-- Start EXCERPT TO READ --

It's not a culture its a practice. Honestly, I don't understand at this point why you are making this or who would even listen. Your fear mongering at this point. You self admitted that you didn't understand why people used it. Furthermore you then asked for opinions on what you believe to be this "cultures" view on things you seem to think are a backup like RAID but for the majority of the "culture" you speak of it is not considered a "backup".

Someone who clearly does not understand the underlying technologies should not peddle youtube videos on their "opinions" as fact when they don't even comprehend the practice that is data backup.

Just when you seemed to be open to ideas on the first page you hit us with the quoted doozy in which you continue your initial ignorance by defining it as such.



avrona said:


> just explaining how much doesn't make sense in terms of backups and "backup culture".



What do you intend to explain? You have no significant experience in the subject to be able to title yourself or be dubbed anyone that has the ability to rationalize the practice.



avrona said:


> I have no backups of any of my files and thankfully I've never needed one



What interests me more is that for someone seemingly bent on defending no backups; not only do you intend to explain to people that they don't need them after not even having them yourself, but you go as far as to contradict yourself by saying.



> and thankfully I've never needed one



Odd that you would be "thankful" you have never needed one coming from someone that does not believe in their use? I'm starting to believe that you and your organization or body or outlet or however you want to quantify your distribution outlet. Seek to do nothing more than sensationalize random subject matters that you yourself have no vast amount of experience in and masquerade it to the younger generation as fact or "best practice" while utilizing slang that draws in crowds like "culture". 

I think you should more carefully contemplate the sources in which you get your material because if this is truly your goal (and you would be hard pressed to convince me it isn't) I don't think you will find your backing here. I have my doubts about this community sometimes but I do not think anyone will rally with you in regards to backups being not needed or useless.


----------



## R-T-B (Sep 6, 2019)

Ahhzz said:


> I've actually got an eBay page up at home right now, thinking about buying a replacement board to see if I can resurrect it, but it keeps referring to something like flashing the bios on the circuit board, and I'm a little concerned I won't have the components to do it heheh.

-- End EXCERPT TO READ --
-- Start EXTRACTED INFORMATION --

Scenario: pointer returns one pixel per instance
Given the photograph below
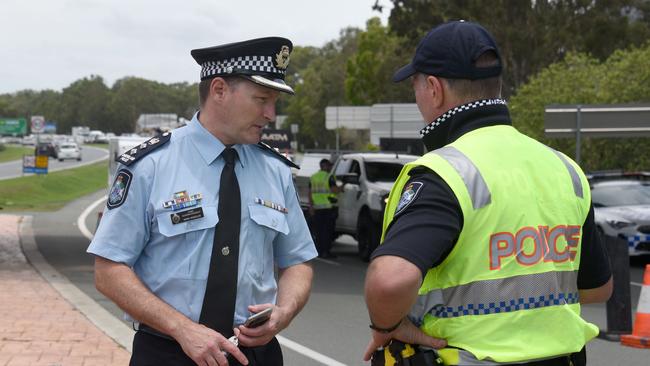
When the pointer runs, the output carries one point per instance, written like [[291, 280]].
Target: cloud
[[50, 44]]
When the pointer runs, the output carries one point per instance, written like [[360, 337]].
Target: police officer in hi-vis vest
[[323, 207], [489, 246]]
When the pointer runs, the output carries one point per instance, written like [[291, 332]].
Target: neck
[[210, 121], [461, 119]]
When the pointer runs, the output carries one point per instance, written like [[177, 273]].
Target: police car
[[622, 207]]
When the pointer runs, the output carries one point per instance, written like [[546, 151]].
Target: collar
[[462, 119], [209, 146]]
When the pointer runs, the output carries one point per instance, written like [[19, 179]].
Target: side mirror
[[349, 178]]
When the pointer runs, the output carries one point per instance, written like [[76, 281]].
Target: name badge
[[184, 216]]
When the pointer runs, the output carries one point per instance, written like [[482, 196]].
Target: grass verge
[[51, 191], [12, 152]]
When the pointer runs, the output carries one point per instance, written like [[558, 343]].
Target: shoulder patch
[[409, 194], [275, 153], [134, 154], [119, 189]]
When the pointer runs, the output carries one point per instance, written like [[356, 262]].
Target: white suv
[[68, 150], [366, 180]]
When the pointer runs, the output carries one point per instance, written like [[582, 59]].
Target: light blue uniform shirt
[[173, 260]]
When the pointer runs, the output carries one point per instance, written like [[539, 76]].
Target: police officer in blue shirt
[[198, 218]]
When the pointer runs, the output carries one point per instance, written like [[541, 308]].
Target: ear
[[218, 89], [436, 89]]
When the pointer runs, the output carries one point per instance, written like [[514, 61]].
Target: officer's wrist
[[384, 329]]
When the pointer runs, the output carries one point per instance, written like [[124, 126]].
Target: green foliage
[[370, 70], [535, 33], [89, 102], [321, 82], [52, 191], [581, 79]]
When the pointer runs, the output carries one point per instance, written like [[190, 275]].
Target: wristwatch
[[385, 330]]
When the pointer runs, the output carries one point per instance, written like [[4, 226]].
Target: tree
[[370, 70], [84, 103], [532, 34], [582, 79], [319, 84]]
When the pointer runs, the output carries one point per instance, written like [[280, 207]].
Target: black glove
[[402, 354]]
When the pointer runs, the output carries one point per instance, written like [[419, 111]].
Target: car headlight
[[618, 225], [384, 201]]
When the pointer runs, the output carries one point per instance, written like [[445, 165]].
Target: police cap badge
[[263, 61]]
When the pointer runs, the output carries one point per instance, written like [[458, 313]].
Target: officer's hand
[[407, 332], [261, 335], [207, 347]]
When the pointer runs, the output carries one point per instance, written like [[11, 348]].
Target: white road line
[[81, 220], [81, 224], [328, 261], [308, 352]]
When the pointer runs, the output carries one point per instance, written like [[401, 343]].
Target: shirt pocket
[[169, 229], [187, 243], [269, 218]]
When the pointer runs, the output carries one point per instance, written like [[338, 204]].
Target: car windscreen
[[377, 171], [621, 195]]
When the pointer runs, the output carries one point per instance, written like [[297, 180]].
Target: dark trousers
[[324, 222], [151, 350]]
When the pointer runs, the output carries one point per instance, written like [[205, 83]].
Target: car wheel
[[368, 235]]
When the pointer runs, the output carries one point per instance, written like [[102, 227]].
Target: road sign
[[38, 124], [13, 126], [35, 164]]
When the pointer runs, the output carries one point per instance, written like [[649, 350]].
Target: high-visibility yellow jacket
[[507, 291]]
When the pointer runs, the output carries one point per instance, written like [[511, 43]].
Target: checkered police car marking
[[119, 189], [408, 195]]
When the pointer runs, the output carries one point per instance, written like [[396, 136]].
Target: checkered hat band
[[258, 64], [461, 108]]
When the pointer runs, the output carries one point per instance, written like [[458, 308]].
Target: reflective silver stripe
[[478, 190], [499, 296], [466, 358], [575, 178], [509, 294]]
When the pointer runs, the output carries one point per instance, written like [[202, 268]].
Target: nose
[[269, 112]]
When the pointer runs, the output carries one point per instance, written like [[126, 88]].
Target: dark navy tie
[[221, 290]]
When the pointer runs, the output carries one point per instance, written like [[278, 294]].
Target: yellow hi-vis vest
[[507, 291], [320, 190]]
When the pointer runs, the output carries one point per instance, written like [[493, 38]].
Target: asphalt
[[333, 324]]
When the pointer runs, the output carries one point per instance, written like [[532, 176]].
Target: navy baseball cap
[[263, 61], [450, 51]]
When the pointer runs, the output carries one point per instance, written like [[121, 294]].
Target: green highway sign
[[13, 126]]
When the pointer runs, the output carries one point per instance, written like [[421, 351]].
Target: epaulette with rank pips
[[134, 154], [277, 154]]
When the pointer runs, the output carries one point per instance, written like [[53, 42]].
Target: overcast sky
[[48, 44]]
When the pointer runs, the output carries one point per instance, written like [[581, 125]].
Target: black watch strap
[[385, 330]]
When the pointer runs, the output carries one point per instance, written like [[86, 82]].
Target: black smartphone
[[258, 319]]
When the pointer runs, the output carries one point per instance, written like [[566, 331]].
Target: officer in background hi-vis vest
[[323, 208], [489, 245]]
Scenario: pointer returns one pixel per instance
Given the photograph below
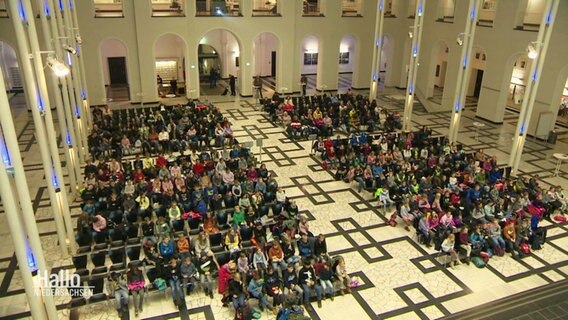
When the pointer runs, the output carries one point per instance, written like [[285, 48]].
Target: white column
[[541, 48], [66, 20], [76, 37], [69, 97], [377, 50], [67, 134], [45, 132], [41, 307], [464, 69], [413, 64]]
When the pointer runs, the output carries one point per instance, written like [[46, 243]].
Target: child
[[259, 261], [325, 280], [242, 265]]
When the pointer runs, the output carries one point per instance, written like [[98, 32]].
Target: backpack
[[524, 247], [283, 314], [484, 256], [499, 251], [392, 221], [160, 284], [478, 262]]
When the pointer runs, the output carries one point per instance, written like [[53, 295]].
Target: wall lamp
[[57, 67]]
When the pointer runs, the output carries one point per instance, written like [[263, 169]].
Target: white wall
[[262, 49], [227, 47], [347, 44], [112, 48], [310, 44], [171, 47], [8, 60]]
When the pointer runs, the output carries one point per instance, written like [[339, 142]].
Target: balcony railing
[[268, 9], [216, 8], [108, 10], [167, 8]]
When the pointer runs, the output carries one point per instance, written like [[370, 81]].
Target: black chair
[[177, 225], [216, 241], [223, 257], [263, 211], [269, 197], [98, 258], [276, 209], [80, 260]]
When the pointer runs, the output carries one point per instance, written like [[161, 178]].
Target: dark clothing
[[305, 274], [320, 248], [232, 82]]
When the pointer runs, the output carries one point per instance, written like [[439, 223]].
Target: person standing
[[257, 83], [232, 81], [213, 78], [304, 82]]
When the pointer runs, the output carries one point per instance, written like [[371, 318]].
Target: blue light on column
[[46, 9], [32, 264], [40, 105], [5, 154], [22, 11], [54, 180]]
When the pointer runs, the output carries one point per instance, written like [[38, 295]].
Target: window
[[487, 13], [218, 8], [344, 58], [310, 59], [529, 17], [265, 8], [446, 10], [351, 8], [167, 8], [312, 8], [3, 9], [108, 9]]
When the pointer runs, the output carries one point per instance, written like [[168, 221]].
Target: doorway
[[273, 64], [117, 71], [478, 81]]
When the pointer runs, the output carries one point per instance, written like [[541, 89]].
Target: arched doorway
[[265, 60], [477, 69], [346, 63], [521, 65], [10, 68], [440, 54], [218, 60], [114, 57], [563, 105], [170, 62], [309, 62]]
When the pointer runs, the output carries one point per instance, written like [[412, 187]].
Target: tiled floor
[[399, 278]]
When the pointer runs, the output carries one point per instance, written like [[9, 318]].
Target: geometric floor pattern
[[400, 279]]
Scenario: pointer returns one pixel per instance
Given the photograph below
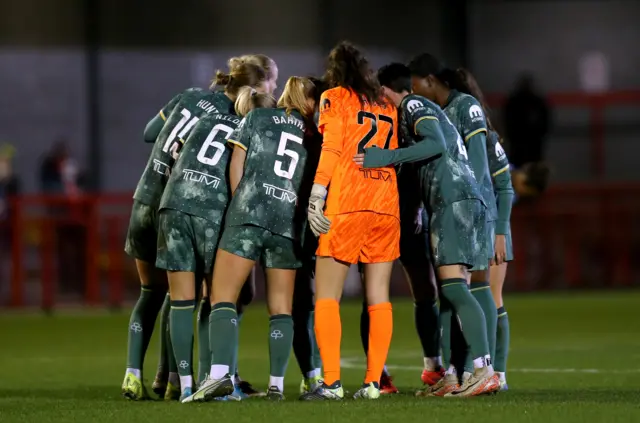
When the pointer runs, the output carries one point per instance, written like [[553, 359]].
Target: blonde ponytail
[[296, 95]]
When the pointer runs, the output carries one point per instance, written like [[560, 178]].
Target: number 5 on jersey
[[284, 151]]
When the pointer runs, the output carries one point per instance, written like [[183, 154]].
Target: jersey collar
[[452, 94]]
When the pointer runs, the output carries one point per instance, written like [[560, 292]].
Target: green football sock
[[141, 325], [460, 356], [502, 341], [446, 311], [427, 320], [204, 354], [280, 343], [223, 334], [481, 291], [234, 364], [470, 315], [181, 323], [165, 342], [302, 343]]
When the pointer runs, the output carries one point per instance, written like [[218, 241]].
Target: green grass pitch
[[575, 357]]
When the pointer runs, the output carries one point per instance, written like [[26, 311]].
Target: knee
[[247, 293]]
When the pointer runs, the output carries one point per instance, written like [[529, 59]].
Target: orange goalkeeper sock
[[380, 330], [328, 330]]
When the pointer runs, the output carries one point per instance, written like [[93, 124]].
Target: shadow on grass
[[103, 393]]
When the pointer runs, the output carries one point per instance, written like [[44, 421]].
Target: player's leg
[[386, 381], [337, 250], [178, 255], [244, 388], [303, 336], [141, 244], [380, 250], [280, 259], [415, 258], [451, 258], [167, 367], [240, 246], [462, 218], [280, 286], [204, 353], [498, 274], [481, 290]]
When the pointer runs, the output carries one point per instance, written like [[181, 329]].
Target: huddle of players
[[216, 186]]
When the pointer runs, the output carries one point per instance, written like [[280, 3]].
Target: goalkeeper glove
[[317, 220]]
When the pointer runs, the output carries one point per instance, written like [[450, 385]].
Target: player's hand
[[418, 220], [373, 157], [500, 250], [318, 222]]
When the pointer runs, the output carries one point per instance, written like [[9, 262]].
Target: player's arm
[[504, 193], [240, 141], [475, 137], [331, 126], [155, 125], [423, 122], [153, 128]]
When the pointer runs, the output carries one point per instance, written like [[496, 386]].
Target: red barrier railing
[[596, 104], [575, 236]]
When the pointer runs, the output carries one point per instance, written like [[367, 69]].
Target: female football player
[[305, 347], [269, 173], [192, 208], [160, 386], [179, 115], [445, 87], [247, 100], [243, 388], [456, 209], [362, 217]]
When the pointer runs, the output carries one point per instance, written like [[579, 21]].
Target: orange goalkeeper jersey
[[347, 128]]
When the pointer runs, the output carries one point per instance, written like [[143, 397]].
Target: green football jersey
[[282, 156], [498, 161], [181, 115], [466, 114], [198, 184], [449, 178]]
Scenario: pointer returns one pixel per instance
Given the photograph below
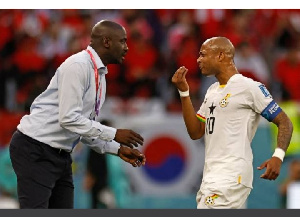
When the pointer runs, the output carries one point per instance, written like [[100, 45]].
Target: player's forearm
[[192, 124], [285, 130]]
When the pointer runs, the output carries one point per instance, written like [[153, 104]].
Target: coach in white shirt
[[65, 114]]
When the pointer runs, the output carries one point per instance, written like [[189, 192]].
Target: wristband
[[279, 153], [184, 93]]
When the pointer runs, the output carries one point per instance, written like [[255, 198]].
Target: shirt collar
[[99, 62]]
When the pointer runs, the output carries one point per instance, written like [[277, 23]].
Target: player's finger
[[184, 73], [263, 165], [128, 144]]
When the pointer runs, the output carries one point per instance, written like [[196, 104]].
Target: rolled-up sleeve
[[72, 81], [102, 146]]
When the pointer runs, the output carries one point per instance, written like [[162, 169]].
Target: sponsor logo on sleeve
[[264, 90]]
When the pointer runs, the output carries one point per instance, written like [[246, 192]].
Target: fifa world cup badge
[[224, 102], [210, 200]]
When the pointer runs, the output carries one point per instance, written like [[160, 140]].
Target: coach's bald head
[[108, 39]]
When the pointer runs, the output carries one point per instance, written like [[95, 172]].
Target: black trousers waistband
[[57, 150]]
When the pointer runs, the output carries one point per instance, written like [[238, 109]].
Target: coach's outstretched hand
[[272, 168], [128, 138], [132, 156]]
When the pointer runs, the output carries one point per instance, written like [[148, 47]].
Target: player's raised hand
[[132, 156], [128, 138], [179, 79], [272, 168]]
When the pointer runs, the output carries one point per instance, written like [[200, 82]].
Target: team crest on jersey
[[210, 200], [224, 102]]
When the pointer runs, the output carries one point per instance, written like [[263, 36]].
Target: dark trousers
[[44, 174]]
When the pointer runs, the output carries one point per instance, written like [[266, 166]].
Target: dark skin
[[108, 39], [216, 59]]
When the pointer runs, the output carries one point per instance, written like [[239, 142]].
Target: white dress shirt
[[64, 113]]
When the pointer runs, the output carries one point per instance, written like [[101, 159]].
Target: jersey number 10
[[210, 123]]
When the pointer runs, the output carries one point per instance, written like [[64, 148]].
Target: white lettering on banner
[[273, 108]]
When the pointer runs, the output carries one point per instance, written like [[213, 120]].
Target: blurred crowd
[[33, 43]]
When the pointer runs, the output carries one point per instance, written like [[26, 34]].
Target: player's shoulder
[[245, 82], [213, 87]]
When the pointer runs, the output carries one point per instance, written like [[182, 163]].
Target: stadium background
[[140, 96]]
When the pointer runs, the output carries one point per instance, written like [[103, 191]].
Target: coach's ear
[[106, 42]]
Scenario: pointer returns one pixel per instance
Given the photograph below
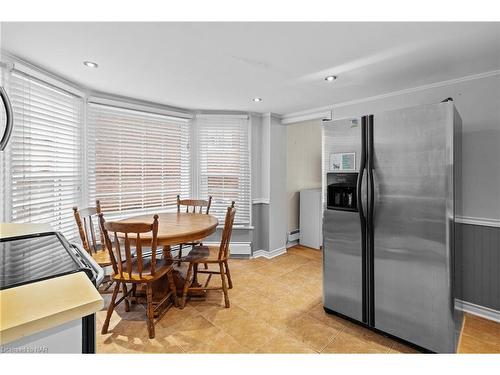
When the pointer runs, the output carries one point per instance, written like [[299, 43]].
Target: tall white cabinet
[[310, 218]]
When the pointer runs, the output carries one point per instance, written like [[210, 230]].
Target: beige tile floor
[[275, 308]]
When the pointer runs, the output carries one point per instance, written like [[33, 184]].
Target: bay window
[[44, 154], [224, 164], [136, 160]]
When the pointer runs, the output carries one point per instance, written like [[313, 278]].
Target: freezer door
[[412, 221], [342, 232]]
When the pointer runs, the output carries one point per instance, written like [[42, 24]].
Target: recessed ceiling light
[[90, 64]]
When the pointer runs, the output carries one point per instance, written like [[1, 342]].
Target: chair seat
[[203, 254], [102, 257], [163, 265]]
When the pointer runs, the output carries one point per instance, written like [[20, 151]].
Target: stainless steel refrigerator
[[391, 187]]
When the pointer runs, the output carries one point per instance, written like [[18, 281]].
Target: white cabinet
[[310, 218]]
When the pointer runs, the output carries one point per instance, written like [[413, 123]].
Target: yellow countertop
[[35, 307]]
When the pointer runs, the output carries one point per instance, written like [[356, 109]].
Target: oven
[[31, 258]]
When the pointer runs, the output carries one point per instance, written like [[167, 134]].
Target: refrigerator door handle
[[362, 168], [371, 208]]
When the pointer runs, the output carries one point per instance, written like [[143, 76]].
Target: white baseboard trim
[[236, 248], [483, 312], [478, 221], [269, 254], [260, 201]]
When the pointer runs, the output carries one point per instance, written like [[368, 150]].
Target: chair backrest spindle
[[194, 205], [86, 227], [227, 231], [123, 261]]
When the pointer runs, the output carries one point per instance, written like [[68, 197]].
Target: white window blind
[[44, 153], [137, 161], [224, 164]]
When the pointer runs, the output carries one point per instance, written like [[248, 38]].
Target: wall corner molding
[[481, 311]]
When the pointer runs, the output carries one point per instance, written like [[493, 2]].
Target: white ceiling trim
[[322, 112], [160, 110]]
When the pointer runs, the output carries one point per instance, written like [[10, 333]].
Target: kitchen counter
[[36, 307]]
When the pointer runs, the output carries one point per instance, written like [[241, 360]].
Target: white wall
[[478, 102], [303, 164]]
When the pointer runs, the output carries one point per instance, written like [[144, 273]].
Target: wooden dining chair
[[136, 270], [86, 228], [193, 206], [211, 255]]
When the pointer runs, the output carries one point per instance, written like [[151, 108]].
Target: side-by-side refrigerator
[[391, 187]]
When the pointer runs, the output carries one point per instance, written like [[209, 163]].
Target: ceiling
[[222, 66]]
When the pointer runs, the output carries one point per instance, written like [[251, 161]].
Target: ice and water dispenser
[[341, 191]]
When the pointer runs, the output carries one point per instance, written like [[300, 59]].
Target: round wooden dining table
[[175, 228]]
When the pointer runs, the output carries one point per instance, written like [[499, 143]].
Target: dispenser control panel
[[341, 191]]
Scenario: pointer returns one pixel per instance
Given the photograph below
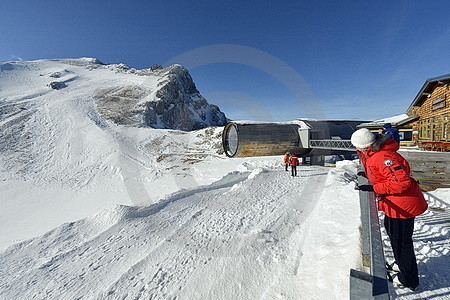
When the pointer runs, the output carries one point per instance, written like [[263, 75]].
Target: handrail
[[373, 285], [344, 145]]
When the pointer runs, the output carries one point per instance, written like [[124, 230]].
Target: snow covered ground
[[94, 210]]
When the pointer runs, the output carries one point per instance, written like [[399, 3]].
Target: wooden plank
[[430, 169]]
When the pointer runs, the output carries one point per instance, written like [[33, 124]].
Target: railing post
[[373, 285]]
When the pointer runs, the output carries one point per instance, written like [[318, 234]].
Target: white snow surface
[[92, 210]]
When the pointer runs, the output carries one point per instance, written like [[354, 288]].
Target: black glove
[[365, 188], [361, 173]]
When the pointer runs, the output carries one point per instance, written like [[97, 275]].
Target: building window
[[405, 135], [438, 103]]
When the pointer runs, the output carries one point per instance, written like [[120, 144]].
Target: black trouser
[[294, 170], [400, 233]]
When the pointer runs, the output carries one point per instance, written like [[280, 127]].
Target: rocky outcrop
[[179, 105], [176, 102]]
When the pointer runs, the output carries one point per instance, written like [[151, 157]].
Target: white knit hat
[[362, 138]]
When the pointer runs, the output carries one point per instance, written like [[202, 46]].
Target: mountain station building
[[426, 123]]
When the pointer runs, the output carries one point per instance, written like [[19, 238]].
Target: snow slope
[[62, 160], [242, 237]]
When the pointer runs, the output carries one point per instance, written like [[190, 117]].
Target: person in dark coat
[[400, 196]]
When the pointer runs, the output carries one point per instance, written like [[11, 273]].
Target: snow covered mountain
[[79, 129]]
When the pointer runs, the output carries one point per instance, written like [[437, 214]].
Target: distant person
[[286, 161], [294, 164], [400, 197], [391, 131]]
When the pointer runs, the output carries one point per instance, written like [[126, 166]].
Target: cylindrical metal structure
[[261, 139]]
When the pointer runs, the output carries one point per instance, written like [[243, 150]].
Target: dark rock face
[[56, 85], [179, 104]]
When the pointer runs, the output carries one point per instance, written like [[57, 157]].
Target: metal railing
[[371, 285], [332, 144]]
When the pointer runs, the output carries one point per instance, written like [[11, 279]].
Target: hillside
[[79, 129]]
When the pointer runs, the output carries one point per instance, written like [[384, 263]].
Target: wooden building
[[430, 110]]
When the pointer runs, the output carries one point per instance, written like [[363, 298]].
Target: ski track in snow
[[216, 230]]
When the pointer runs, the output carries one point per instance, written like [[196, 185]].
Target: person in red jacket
[[401, 199], [286, 160], [294, 164]]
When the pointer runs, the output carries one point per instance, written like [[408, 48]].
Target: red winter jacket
[[294, 160], [389, 174]]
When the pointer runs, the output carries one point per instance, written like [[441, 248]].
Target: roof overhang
[[427, 88]]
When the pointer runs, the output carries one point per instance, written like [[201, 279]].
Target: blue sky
[[260, 60]]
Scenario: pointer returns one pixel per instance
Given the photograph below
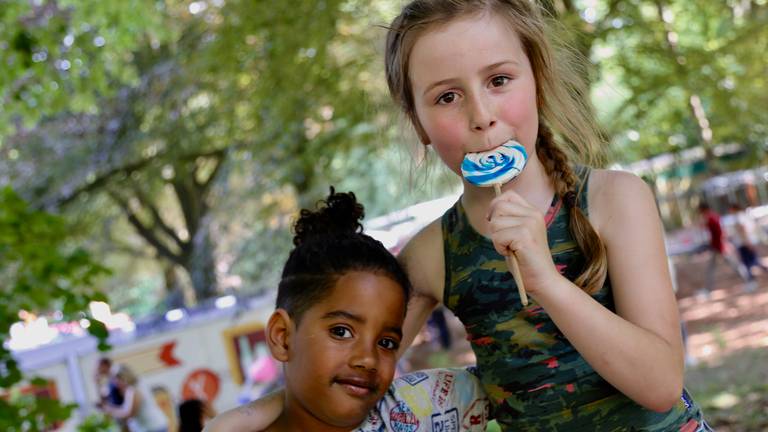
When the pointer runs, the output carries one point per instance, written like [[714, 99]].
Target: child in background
[[744, 238], [599, 347], [337, 328], [194, 414], [719, 248]]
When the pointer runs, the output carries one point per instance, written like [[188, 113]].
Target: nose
[[364, 355], [481, 116]]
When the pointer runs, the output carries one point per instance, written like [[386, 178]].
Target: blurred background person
[[193, 415], [718, 248], [138, 409], [744, 236]]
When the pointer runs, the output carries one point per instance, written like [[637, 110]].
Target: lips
[[357, 386]]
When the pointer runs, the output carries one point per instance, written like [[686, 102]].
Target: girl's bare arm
[[253, 417], [423, 260], [638, 349]]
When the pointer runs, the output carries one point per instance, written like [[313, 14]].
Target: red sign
[[200, 384]]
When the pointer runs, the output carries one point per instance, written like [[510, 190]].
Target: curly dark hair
[[329, 243]]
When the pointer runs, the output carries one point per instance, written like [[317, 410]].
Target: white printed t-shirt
[[444, 400]]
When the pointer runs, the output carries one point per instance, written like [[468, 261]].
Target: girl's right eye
[[446, 98], [341, 332]]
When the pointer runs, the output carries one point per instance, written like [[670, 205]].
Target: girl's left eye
[[389, 344], [499, 80], [341, 332]]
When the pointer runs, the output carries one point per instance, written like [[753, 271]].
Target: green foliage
[[654, 57], [64, 55], [40, 272]]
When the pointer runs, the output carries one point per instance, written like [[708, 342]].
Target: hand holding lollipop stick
[[494, 168]]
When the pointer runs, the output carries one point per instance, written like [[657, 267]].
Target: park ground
[[727, 361]]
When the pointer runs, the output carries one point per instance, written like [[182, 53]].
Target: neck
[[297, 419]]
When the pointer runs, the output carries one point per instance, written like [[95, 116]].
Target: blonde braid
[[564, 180]]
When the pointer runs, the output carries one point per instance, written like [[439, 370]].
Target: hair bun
[[338, 214]]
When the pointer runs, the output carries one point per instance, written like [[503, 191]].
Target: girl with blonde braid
[[599, 346]]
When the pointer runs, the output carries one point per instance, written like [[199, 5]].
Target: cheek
[[524, 115]]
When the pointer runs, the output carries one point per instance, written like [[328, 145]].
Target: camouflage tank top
[[534, 378]]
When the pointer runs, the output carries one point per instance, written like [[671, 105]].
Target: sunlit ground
[[727, 370]]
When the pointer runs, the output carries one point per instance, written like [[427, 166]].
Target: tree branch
[[146, 232]]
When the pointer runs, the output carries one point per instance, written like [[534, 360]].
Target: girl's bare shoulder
[[615, 196], [423, 260]]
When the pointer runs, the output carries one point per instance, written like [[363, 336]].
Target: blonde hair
[[126, 375], [567, 127]]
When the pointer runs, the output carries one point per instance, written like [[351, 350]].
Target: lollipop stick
[[514, 268]]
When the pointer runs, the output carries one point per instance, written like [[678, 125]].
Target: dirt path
[[730, 319]]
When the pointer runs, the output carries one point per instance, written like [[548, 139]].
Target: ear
[[279, 331]]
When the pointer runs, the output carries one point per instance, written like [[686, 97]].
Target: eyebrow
[[358, 319], [485, 69]]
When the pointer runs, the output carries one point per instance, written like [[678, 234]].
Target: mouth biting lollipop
[[494, 168]]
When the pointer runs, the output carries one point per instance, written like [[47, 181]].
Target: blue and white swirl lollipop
[[494, 168]]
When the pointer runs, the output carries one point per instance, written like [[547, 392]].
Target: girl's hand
[[516, 226]]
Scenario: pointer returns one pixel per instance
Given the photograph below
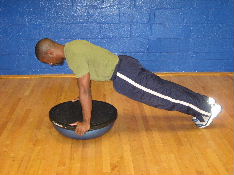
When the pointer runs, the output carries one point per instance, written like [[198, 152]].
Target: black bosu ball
[[63, 114]]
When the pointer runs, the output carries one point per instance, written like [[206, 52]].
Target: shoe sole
[[212, 117]]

-- End EXTRACTED INFORMATION --

THE TASK -> From the forum thread about data backups above, reproduce the passage from "Someone who clearly" to "is data backup." word for word.

COMPLETED TASK ->
Someone who clearly does not understand the underlying technologies should not peddle youtube videos on their "opinions" as fact when they don't even comprehend the practice that is data backup.